To do: Your task is to write out the complete listing exactly as it is shown.

Dataset entries:

- - -

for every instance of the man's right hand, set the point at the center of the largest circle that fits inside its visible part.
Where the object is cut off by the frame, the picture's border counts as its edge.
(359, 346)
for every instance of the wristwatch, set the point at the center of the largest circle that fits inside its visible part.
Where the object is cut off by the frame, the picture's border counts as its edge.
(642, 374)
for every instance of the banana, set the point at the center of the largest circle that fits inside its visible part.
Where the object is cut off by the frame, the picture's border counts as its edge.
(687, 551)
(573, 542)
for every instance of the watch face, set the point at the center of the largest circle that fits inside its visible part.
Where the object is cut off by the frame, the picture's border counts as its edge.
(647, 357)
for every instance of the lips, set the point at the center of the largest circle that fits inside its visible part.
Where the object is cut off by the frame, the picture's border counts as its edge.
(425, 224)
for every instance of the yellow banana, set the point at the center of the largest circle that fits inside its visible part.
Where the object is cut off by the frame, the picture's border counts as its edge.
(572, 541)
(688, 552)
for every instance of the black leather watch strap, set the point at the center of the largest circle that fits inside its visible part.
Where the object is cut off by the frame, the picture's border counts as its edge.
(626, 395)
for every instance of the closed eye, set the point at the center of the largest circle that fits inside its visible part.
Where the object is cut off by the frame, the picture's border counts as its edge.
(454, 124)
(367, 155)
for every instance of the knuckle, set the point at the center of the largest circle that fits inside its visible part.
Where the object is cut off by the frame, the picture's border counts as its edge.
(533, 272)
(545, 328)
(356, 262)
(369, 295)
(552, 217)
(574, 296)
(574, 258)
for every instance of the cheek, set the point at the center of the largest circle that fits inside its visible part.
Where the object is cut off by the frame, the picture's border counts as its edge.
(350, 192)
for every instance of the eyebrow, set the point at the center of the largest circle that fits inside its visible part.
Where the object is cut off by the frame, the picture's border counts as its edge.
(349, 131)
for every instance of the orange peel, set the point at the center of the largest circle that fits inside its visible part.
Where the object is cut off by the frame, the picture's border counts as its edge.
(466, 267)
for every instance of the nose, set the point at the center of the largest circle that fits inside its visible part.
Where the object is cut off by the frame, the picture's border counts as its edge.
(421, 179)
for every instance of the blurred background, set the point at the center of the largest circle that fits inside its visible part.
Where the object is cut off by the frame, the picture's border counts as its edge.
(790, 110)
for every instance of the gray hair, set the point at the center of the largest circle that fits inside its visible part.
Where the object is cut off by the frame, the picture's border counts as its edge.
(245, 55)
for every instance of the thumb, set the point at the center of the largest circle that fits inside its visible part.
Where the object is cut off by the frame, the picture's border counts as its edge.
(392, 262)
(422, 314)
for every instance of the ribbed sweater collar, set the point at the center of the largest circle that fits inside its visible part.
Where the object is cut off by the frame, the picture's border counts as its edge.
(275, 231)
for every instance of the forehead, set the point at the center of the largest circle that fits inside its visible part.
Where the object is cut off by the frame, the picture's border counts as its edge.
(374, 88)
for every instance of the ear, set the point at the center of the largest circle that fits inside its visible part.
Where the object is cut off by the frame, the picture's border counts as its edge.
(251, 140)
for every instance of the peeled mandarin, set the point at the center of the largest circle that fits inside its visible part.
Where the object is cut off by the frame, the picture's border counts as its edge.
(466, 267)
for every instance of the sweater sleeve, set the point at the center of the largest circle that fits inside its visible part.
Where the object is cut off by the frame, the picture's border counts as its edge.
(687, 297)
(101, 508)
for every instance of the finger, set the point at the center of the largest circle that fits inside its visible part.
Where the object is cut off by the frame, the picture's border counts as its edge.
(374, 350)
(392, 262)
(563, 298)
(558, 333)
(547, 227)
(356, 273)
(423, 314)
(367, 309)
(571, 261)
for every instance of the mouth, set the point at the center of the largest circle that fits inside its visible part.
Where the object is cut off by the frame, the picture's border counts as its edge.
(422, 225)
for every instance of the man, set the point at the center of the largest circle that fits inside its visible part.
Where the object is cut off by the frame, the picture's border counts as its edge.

- - -

Output of the exercise:
for every instance of the man's right hand, set the point at the center of the largest circle that fits inside its visible part.
Where the object is cut off by the frame, the picture's border counts as its edge.
(359, 346)
for every instance of the wristwatch, set the point at the center of the largest circle that fits inside its visible part.
Where the object is cut off by the frame, the picture's border counts as its edge.
(642, 374)
for every instance of the banana, set the point at the center of the largest circle that fits inside its visible part.
Where the object is cut off by the frame, the picture's border counts as its edge.
(687, 551)
(573, 542)
for every instance of the watch face, set the point at the center of the largest circle that fits inside its visible part.
Where the object is cut off by the frame, the picture's border counts as its edge.
(647, 357)
for every instance of the lips, set the point at the center of the largest circle that fits inside its visible part.
Where the object is cut off by the frame, the picture's border counts as its edge.
(425, 224)
for every instance of the yellow banana, set the point at the center of the largest circle that fits inside its visible part.
Where the object is cut off by the frame, the picture's border counts as its edge.
(572, 541)
(688, 552)
for every instance of the black leather watch strap, set the point at the center of the largest circle that fits inside its visible part.
Where the object is cut off by the frame, the picture's border counts as its edge.
(626, 395)
for every instance of the closed eye, set the point at the center of the largest circle that fits inside its visible part.
Where the object is cut off by the frame, the picture's border counts as its edge.
(454, 124)
(367, 155)
for every instance of the knuckle, set the point at the center of the largest circle that fits inside its visible part.
Where the object is cut off by the frame, the picture's border counts as its edge.
(533, 272)
(545, 328)
(356, 262)
(369, 295)
(552, 217)
(574, 296)
(574, 258)
for every instance of the cheek, set the point at the center of the largest circle that fits inside its visible part.
Where the object is cut off by the frame, the picture's border counts as its edge.
(350, 192)
for every instance of the eyebrow, set the point at the center of the largest circle that fits inside its visible part.
Where the object is cut off by the frame, the picture's border counts as its edge.
(349, 131)
for every instance of the orange peel, set the point at the center of the largest circle that fits inside its visible part.
Where the object is cut off by the frame, the picture's border counts as its edge.
(466, 267)
for every instance of the nose, set the point at the center of the largest circle that fits inside its visible part.
Where the object is cut off by the frame, the picture's border counts as its edge.
(421, 179)
for every instance of the blurred background, set the point at the center of the largest circle that fits inside its visible part.
Where the object is cut off by the frame, the picture's border counts as its edge.
(790, 110)
for every instance of the gray hair, set the point at the center of the largest circle that fits inside its visible part.
Where the object is cut off by the frame, the picture's border counts as its edge.
(245, 55)
for every instance of the thumb, set the point at the center of the largest circle that fits inside its visible part.
Where the object is cut off by the frame, the picture's border counts as its edge.
(392, 262)
(422, 314)
for every instance of the ribbed sweater collar, set the point at the center of the largest circle that fits inside its visible part.
Where the object is cut off by the frame, the picture's border counts as its edge.
(275, 231)
for every instance of the forehead, set the point at the center of the largest circle that fits inside its visible part.
Where the object is cut off by the frame, the picture's border counts as its edge.
(374, 88)
for every instance of the ear, set the point at the center of the largest circle that fits inside its visible part.
Where the object is cut off by the frame, the picture's border counts as its edge.
(251, 140)
for every instance of the peeled mandarin, set the point at the center of the largest circle that fits inside its visible part.
Where the object is cut off by the frame, the picture's border counts as its edge.
(466, 267)
for every instance of the sweater sleeve, set the point at the center of the largest circle that fits inside its visible part.
Where the object is cut off by the frame, the picture's border counts as its edge.
(687, 297)
(101, 508)
for every instance of the finger, set the point at the center of the largest circle that fits inside its visible part.
Where the object is cut off by the frame, the picture's border counts as its edge.
(374, 350)
(392, 262)
(563, 298)
(558, 333)
(547, 227)
(356, 273)
(423, 314)
(367, 309)
(571, 261)
for every instance of the mouth, set the point at the center of the largest circle that fits inside its visible part.
Where the object is cut off by the frame, the picture's border counts as its edge.
(422, 225)
for every instance of the man, set the point at the center of the largest circle that fits inside its visible part.
Where the object is cut off by the frame, the picture's border counts as its edge.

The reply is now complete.